→ **GOAL OF THE EXERCISE**:
Copy out, word for word, the rows from the line holding "For every <instance>" through the line holding "box: [0, 100, 604, 305]", both included.

→ **DATA EXCERPTS**:
════════════════

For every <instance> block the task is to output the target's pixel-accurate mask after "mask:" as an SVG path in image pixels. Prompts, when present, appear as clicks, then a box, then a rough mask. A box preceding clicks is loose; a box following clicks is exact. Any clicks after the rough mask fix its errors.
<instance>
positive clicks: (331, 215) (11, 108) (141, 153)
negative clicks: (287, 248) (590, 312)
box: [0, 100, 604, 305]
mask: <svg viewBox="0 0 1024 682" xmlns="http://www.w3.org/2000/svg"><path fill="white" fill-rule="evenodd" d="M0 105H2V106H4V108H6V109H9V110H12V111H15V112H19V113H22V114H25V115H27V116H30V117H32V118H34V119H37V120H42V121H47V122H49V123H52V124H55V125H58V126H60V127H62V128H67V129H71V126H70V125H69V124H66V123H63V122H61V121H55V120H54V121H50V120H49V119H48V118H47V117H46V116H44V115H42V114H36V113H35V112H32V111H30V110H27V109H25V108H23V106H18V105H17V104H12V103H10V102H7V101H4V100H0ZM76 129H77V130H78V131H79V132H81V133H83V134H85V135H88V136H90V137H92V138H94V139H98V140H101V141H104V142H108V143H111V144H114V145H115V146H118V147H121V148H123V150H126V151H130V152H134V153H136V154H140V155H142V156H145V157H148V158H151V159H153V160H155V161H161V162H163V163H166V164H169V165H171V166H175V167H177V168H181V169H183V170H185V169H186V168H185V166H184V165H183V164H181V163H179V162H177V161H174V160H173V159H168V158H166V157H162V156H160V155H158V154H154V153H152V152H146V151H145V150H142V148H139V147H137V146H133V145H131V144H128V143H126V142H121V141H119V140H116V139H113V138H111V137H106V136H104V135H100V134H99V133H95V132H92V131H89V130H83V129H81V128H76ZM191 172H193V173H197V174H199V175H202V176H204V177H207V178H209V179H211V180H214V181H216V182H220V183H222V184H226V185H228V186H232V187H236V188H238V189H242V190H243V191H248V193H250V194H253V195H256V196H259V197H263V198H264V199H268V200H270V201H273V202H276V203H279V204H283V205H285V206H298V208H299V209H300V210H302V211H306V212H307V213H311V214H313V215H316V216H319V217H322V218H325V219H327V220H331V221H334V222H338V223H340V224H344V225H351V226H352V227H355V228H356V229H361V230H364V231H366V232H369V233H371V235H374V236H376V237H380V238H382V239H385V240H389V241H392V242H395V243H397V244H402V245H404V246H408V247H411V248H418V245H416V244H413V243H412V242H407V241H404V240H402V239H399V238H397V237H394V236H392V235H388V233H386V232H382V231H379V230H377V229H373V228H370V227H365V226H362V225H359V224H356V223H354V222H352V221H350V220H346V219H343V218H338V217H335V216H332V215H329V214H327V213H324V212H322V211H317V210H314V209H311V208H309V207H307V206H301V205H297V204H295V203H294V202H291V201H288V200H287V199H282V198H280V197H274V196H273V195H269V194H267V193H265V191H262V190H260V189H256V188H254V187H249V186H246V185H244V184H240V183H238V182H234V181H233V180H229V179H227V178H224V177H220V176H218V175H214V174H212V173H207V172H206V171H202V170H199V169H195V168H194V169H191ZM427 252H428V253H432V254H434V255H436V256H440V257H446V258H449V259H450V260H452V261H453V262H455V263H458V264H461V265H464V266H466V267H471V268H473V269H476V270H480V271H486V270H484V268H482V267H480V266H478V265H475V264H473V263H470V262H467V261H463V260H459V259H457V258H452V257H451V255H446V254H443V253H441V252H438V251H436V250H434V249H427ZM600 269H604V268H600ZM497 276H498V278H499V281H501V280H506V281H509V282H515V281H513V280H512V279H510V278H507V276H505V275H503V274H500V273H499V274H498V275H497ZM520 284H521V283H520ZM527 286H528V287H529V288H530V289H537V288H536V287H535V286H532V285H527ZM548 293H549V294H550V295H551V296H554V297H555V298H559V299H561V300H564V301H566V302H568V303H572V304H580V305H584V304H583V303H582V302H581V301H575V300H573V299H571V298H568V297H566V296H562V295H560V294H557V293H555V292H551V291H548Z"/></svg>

════════════════

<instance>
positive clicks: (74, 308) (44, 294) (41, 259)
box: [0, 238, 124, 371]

════════════════

→ **EXERCISE RESPONSE**:
For every <instance> block the task is to output the target's pixel-accurate mask after "mask:" as an SVG path in image pixels. Prompts, when present, appear as clicks, then a box, then a rough mask. A box preceding clicks is loose; a box following clicks is exact. Any clicks after the rough mask fix its errors.
<instance>
positive clicks: (331, 215) (11, 108) (141, 153)
negative clicks: (287, 248) (590, 312)
box: [0, 100, 604, 305]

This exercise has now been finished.